_Given problem_. Only the lines from the one with "stainless steel refrigerator" through the final line should be given again, exactly as they appear, minus the pictures.

══ Raw records

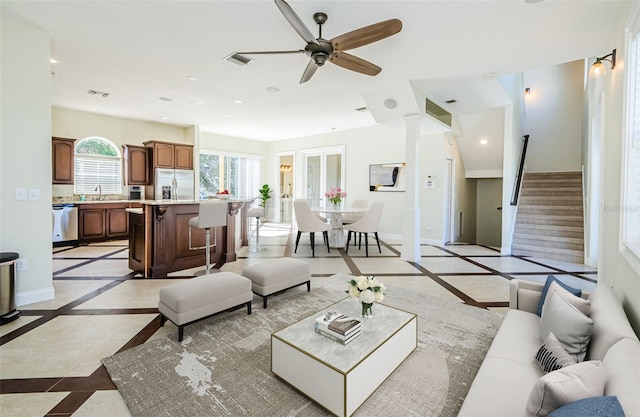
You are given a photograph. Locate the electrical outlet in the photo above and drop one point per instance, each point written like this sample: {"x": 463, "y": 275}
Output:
{"x": 34, "y": 194}
{"x": 22, "y": 264}
{"x": 21, "y": 193}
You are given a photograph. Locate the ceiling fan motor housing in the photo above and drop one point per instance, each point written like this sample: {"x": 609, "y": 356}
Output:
{"x": 319, "y": 52}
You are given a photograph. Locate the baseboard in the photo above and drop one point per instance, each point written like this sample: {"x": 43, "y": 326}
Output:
{"x": 35, "y": 296}
{"x": 432, "y": 242}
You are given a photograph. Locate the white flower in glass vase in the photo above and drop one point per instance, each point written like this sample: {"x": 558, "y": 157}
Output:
{"x": 367, "y": 290}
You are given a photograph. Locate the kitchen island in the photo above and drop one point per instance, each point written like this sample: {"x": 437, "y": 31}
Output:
{"x": 159, "y": 236}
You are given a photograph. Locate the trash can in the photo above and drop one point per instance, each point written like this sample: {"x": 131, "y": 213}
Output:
{"x": 8, "y": 264}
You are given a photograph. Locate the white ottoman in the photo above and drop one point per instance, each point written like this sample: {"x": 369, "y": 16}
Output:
{"x": 189, "y": 301}
{"x": 275, "y": 275}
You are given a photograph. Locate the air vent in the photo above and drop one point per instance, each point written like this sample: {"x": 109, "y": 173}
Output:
{"x": 438, "y": 113}
{"x": 99, "y": 93}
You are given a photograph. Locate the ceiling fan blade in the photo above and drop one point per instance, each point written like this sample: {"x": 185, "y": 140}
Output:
{"x": 295, "y": 21}
{"x": 297, "y": 51}
{"x": 309, "y": 71}
{"x": 366, "y": 35}
{"x": 353, "y": 63}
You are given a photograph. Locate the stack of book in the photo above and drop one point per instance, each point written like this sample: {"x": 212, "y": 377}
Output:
{"x": 338, "y": 327}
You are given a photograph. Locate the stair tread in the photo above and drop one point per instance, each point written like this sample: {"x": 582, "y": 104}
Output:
{"x": 542, "y": 249}
{"x": 569, "y": 217}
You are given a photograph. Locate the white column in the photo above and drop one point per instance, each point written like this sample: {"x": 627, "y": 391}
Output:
{"x": 411, "y": 217}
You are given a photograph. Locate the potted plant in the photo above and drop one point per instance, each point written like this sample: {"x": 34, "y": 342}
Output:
{"x": 265, "y": 194}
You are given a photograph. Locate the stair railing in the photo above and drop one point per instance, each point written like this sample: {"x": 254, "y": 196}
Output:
{"x": 518, "y": 184}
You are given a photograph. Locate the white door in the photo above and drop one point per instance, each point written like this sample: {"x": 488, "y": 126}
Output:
{"x": 324, "y": 168}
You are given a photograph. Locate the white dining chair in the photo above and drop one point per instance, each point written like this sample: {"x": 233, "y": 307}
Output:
{"x": 210, "y": 215}
{"x": 308, "y": 222}
{"x": 370, "y": 223}
{"x": 359, "y": 203}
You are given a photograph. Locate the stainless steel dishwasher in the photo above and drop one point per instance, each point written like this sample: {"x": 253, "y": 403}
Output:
{"x": 65, "y": 222}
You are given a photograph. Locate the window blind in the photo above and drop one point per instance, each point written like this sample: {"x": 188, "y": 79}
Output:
{"x": 93, "y": 170}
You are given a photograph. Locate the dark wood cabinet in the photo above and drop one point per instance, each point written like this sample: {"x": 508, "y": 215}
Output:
{"x": 170, "y": 155}
{"x": 136, "y": 164}
{"x": 62, "y": 151}
{"x": 99, "y": 221}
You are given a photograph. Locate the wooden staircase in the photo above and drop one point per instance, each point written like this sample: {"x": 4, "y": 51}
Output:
{"x": 549, "y": 221}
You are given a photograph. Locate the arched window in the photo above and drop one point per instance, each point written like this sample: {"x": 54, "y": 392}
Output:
{"x": 97, "y": 162}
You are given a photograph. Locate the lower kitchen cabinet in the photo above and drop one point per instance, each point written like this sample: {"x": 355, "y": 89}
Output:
{"x": 98, "y": 222}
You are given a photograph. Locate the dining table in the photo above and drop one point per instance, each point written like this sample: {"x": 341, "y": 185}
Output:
{"x": 334, "y": 214}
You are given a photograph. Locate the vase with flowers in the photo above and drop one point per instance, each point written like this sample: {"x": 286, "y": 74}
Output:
{"x": 335, "y": 196}
{"x": 367, "y": 290}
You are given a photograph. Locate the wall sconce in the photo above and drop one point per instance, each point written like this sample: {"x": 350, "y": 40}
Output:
{"x": 598, "y": 69}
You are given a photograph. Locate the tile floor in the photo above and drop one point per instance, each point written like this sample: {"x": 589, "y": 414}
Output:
{"x": 50, "y": 357}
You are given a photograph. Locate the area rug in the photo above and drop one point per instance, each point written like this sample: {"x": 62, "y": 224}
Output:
{"x": 223, "y": 366}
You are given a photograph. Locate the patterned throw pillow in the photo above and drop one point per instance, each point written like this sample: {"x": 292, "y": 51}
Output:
{"x": 570, "y": 326}
{"x": 551, "y": 356}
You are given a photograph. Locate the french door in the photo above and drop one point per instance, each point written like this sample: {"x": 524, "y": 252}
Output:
{"x": 324, "y": 168}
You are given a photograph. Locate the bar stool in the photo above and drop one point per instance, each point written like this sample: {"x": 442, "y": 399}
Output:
{"x": 256, "y": 212}
{"x": 209, "y": 215}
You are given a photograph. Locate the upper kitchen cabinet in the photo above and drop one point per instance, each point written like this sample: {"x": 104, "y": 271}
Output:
{"x": 183, "y": 156}
{"x": 136, "y": 164}
{"x": 170, "y": 155}
{"x": 62, "y": 151}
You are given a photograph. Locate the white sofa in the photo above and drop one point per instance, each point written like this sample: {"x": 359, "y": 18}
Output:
{"x": 509, "y": 371}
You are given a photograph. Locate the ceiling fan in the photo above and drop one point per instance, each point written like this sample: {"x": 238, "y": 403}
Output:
{"x": 321, "y": 50}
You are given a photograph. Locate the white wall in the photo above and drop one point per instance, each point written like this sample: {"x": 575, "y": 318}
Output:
{"x": 78, "y": 125}
{"x": 512, "y": 148}
{"x": 613, "y": 268}
{"x": 25, "y": 155}
{"x": 555, "y": 143}
{"x": 489, "y": 220}
{"x": 465, "y": 195}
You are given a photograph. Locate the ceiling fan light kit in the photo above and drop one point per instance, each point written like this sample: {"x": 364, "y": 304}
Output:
{"x": 321, "y": 50}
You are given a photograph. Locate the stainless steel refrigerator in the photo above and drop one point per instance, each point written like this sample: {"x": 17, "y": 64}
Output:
{"x": 173, "y": 184}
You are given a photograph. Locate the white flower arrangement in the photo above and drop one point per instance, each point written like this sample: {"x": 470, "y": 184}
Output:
{"x": 367, "y": 289}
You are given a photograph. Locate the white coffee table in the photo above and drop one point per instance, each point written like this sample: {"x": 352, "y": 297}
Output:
{"x": 339, "y": 377}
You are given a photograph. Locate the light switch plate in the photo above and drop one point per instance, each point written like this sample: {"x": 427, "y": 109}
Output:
{"x": 21, "y": 193}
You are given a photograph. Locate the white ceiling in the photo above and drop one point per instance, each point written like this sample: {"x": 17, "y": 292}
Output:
{"x": 138, "y": 51}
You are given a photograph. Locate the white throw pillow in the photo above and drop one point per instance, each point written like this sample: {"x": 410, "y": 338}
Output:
{"x": 578, "y": 302}
{"x": 564, "y": 386}
{"x": 571, "y": 327}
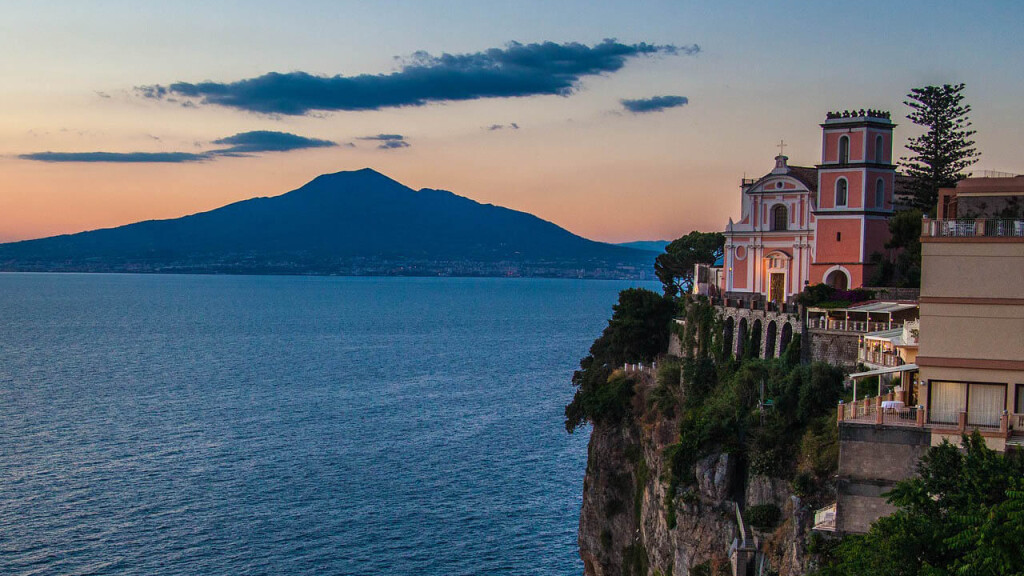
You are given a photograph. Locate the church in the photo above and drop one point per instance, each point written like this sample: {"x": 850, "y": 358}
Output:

════

_Complete answer_.
You are given a photograph. Locate the stainless steel refrigerator in the photo above and drop one point per instance, each point written like this sample: {"x": 17, "y": 64}
Output:
{"x": 173, "y": 184}
You are given a photograph. Locate the white flower arrangement in the photo above and drop one point per instance, each point written like this sample: {"x": 470, "y": 184}
Output:
{"x": 367, "y": 289}
You are given a photograph. Locate the white coffee table in the photo above and drop one point per instance, each point written like this sample: {"x": 352, "y": 297}
Output:
{"x": 339, "y": 377}
You are given a photograph. Locate the light switch plate in the photo above and drop one point per instance, each point written like this sample: {"x": 427, "y": 109}
Output:
{"x": 21, "y": 193}
You are given a photograph. Locate the white ceiling in the photo above and drop one point per instance, each point written like this sample: {"x": 17, "y": 292}
Output:
{"x": 138, "y": 51}
You are given a photograph. Locate the white throw pillow in the photo above and drop one point per instance, each point written like this sample: {"x": 410, "y": 338}
Output:
{"x": 578, "y": 302}
{"x": 564, "y": 386}
{"x": 571, "y": 327}
You are given a photograph. Locate the church in the photo above and drop one point per instance, each point written like this sample: {"x": 850, "y": 358}
Output:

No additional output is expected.